## Task brief
Render this sentence from the text on Cold War military doctrine in Spanish: "The agency placed the burden of support right back on the military system."

## Text excerpt
▼

It is even more fascinating to see how all this has been shaped in the hands of later administrations and applied as a main theme of the military action concept of the 1980s and 1990s. Yet with all this development, there was one thing lacking. This new doctrine needed eyes and ears and, if possible, reliable contacts within the denied areas of Soviet, or other potential-enemy, territory.
The relatively new CIA, concentrating for the most part on its mission of intelligence, had none of the bases, military equipment, manpower, storage sites, etc., required for such a task. Faced with this dilemma—it sorely wanted to be the Fourth Force, but did not possess the wherewithal to pull it off—the CIA made a characteristically clever and self-serving decision.
The agency placed the burden of support right back on the military system. As the years passed, the CIA amassed enormous stockpiles of War Plans—authorized equipment in warehouses, ostensibly to await either a military exercise to flex its muscles or the real thing. This is the way the CIA got its toe in the door to flesh out its early clandestine operations.
It is an old military truism that “if you have the weapons, they will be used,” and, indeed, as the years rolled by, these weapons were used, by the CIA.
These two strategic concepts, one gleaned from the China of Mao Tse-tung and the other arising out of the wartime devastation of Europe, began to merge with the nuclear reality. American military officers with Asian experience began to soak up the European concept of Civic Action and Special Warfare. This change of direction became the central theme of the warfare in Indochina during the 1960s and 1970s and later became the dominant theme of President Reagan’s military policy, as evidenced in Central America, Africa, and the Middle East.
In earlier days, such “Peacetime Operations” were secret, and every attempt was made to keep them that way. Today they are called “covert,” but they are as overt as the attacks on Libya, and they are, of course, readily attributable to the United States. This situation marks the end of the principle that honored national sovereignty among the family of nations. By 1958, senior military officers at the Army War College heard lectures on these subjects presented by the new breed of U.S. military strategist. An excerpt from one such lecture given by Edward G. Lansdale follows:
Mao Tse-tung explained the importance of the Communist politico-military forces in the new modern warfare. Their main purpose deals with the army-people relationship for winning over people to unite with the armed forces. They can be adopted by all other armies and especially guerrilla forces. There are those who cannot imagine how guerrillas could survive for long in the rear of the enemy. But, they do not understand the relationship between the people and the army. The people are like the water and the army is like the fish. How can it be difficult for the fish to survive when there is water?
This is straight out of Mao Tse-tung’s Little Red Book. In other words, all of a sudden the teaching of Mao, the Chinese Communist leader, had become part of the doctrine of the new U.S. military strategy. This example of the “fish in the water” was repeated thousands of times in thousands of lectures. The voice of Mao was raised again and again at the Army War College, to wit:
There are often military elements who care for only military affairs but not politics. Such one-track-minded military officers, ignoring the interconnection between politics and military affairs, must be made to understand the correct relationship between the two. All military actions are means to achieve certain political objectives, while military action itself is a manifested form of politics. There are of course differences between political and military affairs, each with its special characteristics, but the one should not be disconnected and isolated from the other.

▲

## Bounding box annotation entries

▼

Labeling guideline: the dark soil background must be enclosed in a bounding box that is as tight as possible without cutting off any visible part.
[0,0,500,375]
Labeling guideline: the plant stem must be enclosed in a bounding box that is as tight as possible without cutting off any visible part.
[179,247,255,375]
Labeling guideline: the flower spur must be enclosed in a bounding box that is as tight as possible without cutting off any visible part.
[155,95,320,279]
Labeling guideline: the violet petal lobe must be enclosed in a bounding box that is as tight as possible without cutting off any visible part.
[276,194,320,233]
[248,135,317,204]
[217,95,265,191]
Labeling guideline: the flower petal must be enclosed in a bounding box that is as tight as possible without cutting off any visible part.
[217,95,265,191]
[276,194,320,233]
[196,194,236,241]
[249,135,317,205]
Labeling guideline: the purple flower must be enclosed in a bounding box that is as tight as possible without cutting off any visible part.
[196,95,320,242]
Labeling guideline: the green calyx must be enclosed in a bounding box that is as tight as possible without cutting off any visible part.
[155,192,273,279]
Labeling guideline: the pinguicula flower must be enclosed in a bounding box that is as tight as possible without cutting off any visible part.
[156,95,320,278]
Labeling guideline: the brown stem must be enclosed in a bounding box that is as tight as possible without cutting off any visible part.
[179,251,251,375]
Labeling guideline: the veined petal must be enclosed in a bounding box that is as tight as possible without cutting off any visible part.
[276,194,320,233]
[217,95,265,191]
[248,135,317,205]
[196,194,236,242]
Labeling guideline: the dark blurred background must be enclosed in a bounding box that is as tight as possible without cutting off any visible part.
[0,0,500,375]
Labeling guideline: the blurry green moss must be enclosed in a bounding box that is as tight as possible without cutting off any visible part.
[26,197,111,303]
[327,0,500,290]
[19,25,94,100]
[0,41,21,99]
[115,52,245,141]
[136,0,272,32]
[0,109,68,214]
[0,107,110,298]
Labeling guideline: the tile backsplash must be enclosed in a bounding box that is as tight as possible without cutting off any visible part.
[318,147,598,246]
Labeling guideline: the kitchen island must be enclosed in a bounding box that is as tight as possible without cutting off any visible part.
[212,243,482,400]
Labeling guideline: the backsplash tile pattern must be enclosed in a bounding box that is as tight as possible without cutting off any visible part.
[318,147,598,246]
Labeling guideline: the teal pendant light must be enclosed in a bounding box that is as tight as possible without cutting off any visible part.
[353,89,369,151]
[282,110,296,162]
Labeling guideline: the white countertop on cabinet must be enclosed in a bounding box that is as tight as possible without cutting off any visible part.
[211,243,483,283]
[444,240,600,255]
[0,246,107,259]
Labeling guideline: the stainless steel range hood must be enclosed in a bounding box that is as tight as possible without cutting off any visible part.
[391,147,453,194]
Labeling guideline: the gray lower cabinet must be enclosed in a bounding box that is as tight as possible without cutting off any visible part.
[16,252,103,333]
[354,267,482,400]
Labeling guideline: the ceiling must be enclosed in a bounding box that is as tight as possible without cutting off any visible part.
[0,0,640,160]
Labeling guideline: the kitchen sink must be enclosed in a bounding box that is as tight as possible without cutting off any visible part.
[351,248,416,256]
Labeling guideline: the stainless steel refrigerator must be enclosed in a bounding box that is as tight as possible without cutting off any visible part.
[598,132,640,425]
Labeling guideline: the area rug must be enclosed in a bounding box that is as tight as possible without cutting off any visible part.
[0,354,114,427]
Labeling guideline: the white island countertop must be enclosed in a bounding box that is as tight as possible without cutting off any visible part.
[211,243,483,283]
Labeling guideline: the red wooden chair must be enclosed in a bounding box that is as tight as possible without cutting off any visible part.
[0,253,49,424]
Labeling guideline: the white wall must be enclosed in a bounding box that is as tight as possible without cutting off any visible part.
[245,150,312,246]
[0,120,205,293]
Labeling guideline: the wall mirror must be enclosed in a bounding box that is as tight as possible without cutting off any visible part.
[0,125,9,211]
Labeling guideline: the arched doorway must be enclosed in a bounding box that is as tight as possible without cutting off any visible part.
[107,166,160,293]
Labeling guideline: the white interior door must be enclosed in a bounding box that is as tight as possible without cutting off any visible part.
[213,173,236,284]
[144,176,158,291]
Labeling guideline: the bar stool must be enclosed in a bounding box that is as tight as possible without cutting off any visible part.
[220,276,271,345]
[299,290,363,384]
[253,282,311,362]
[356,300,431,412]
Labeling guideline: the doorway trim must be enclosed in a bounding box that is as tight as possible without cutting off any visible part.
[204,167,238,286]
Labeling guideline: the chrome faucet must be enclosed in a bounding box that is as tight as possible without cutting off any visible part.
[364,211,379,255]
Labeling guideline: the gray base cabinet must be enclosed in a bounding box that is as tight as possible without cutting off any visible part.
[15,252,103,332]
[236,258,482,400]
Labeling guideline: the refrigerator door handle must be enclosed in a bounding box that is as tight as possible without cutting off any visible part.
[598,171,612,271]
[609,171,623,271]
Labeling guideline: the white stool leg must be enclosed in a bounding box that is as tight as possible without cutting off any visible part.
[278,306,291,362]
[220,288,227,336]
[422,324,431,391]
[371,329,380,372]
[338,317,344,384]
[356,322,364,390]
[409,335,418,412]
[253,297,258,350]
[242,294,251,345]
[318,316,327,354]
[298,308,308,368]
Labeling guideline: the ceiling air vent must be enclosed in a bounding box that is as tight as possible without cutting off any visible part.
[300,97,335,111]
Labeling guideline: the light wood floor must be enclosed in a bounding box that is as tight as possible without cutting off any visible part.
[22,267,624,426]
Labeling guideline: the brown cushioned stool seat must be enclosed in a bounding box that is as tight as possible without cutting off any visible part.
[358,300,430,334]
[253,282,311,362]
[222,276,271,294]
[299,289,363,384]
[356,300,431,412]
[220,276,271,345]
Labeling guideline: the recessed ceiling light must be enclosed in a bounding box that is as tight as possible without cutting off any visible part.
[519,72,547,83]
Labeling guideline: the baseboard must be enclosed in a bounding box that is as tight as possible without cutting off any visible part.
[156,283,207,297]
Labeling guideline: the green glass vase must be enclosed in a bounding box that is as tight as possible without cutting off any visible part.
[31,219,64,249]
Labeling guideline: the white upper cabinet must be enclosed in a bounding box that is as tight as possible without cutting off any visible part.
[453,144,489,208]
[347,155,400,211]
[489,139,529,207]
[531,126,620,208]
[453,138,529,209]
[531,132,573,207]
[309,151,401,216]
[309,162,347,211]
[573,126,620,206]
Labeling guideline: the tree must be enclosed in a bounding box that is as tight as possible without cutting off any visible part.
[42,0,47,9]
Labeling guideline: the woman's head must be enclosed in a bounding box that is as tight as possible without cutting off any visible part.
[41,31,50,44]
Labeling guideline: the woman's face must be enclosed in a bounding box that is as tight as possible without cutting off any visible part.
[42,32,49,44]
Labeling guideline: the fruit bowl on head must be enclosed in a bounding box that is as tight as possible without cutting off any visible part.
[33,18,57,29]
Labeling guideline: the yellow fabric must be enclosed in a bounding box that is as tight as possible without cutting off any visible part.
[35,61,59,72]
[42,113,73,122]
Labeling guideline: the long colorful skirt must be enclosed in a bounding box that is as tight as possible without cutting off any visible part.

▲

## Correct answer
La agencia volvió a trasladar la carga del apoyo al sistema militar.